[Tasks to perform]
a: Copy the passage of the blog post on money starting at "I am continuing" and ending at "fortunate then me.".
b: According to the blog post on money, the self-forgiveness statements continue from the blog of which day?
=== Extracted text ===
Saturday 31 May 2014

Day 314, Who am I in relationship with the word:" money." Part 3

I am continuing with the more self-forgivenesses in this blog related the blog of day 311

In the second part from that one blog, I finished at the following self-forgiveness statement:

" I forgive myself that I have accepted and allowed myself to project onto other people my own self-accepted beliefs/ideas/opinions about morality and ethics of treating me as if I don't have money myself to buy own thing, thus that I belief that the person is seeing me as being less fortunate then themselves, thus within this I forgive myself that I have accepted and allowed myself to treat other people because I belief within myself that they are less fortunate then me.

I forgive myself that I have accepted and allowed myself to create a personality within and as myself where I think/belief that I have to go somewhere where a fee is being charged, because I think/belief based on my upbringing that not giving any money is in reality abusing others and profiting from others."








Now with the next self-forgiveness statements:


I forgive myself that I have accepted and allowed myself to when I do not have money to stay inside the house and avoid coming in contact with other people, because I fear a point where I might be in a position of having to use money, when I don't have it can come up, and so to not go into the embarrassment of all that, I rather stay at home all by myself and avoid as much as possible people contacting me.

I forgive myself that I have accepted and allowed myself to when I don't have money to avoid answering phone calls, because I fear that the people calling, especially if they are family members and friends, that they might ask to see me or want to invite me to come when all of these are points that will cost money, because maybe at home I don't have much to go by and thus if they come to visit, I will not have something to give/offer them, like a drink or something. Thus within this I forgive myself that I have accepted and allowed myself to be ashamed of letting someone I know see my situation I am in that is financially not stable and good at all, thus I avoid the contact with all these people.
=== Material provided ===
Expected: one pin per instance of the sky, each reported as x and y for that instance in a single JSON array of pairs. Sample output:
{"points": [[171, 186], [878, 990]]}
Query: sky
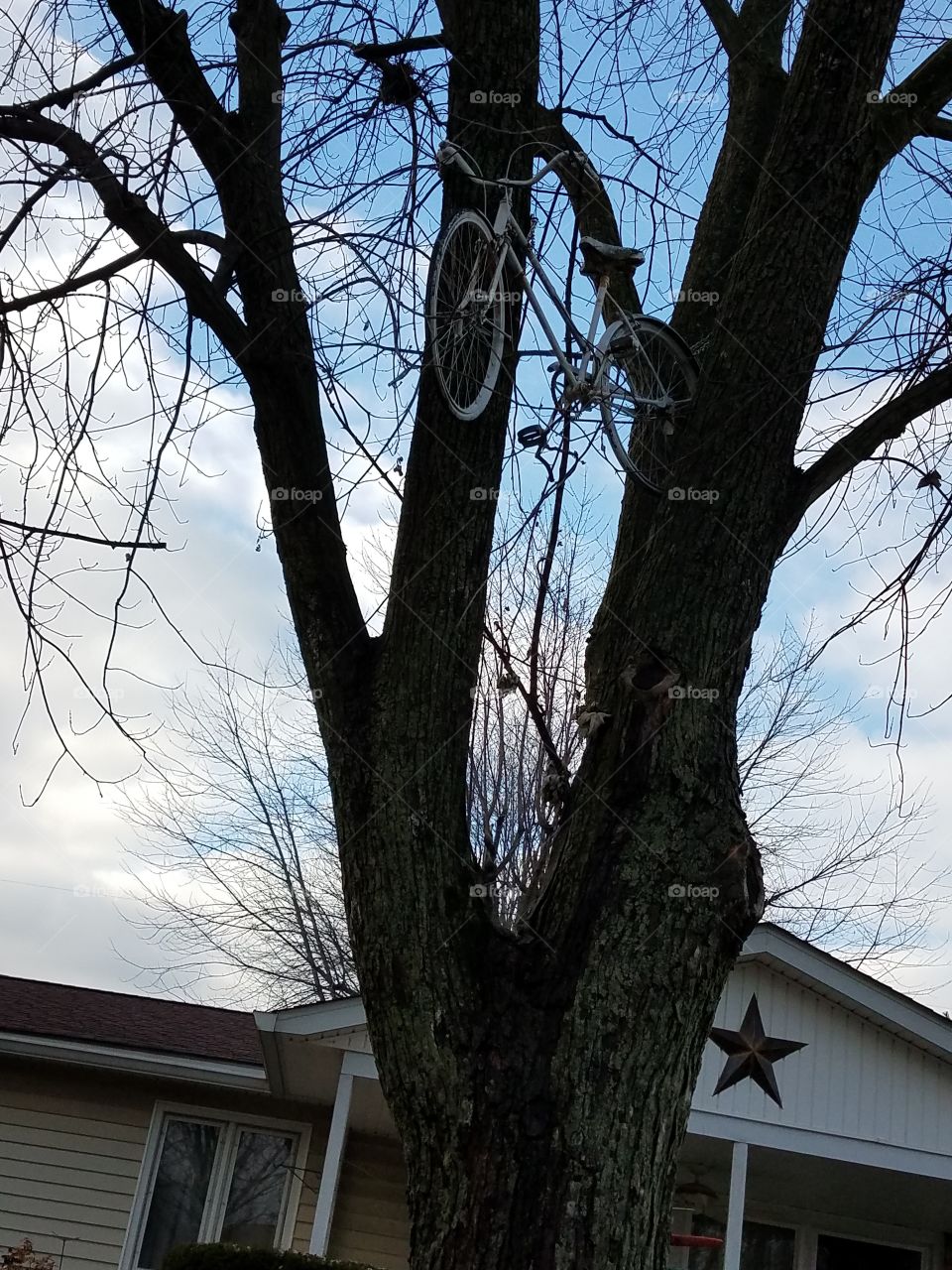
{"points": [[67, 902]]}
===
[Responses per task]
a:
I am continuing with the more self-forgivenesses in this blog related the blog of day 311

In the second part from that one blog, I finished at the following self-forgiveness statement:

" I forgive myself that I have accepted and allowed myself to project onto other people my own self-accepted beliefs/ideas/opinions about morality and ethics of treating me as if I don't have money myself to buy own thing, thus that I belief that the person is seeing me as being less fortunate then themselves, thus within this I forgive myself that I have accepted and allowed myself to treat other people because I belief within myself that they are less fortunate then me.

b: Day 311